- _TASK PROMPT_:
All records given below must be printed word for word.

Stored data entries:
=== Section Start ===

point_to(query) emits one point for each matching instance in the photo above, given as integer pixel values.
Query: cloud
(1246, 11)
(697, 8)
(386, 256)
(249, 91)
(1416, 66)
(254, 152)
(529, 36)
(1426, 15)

=== Section End ===

- _TASK RESULT_:
point_to(query) emits one point for each matching instance in the photo above, given as integer pixel values.
Query: cloud
(1246, 11)
(697, 8)
(386, 256)
(249, 91)
(1416, 66)
(254, 152)
(529, 36)
(1426, 15)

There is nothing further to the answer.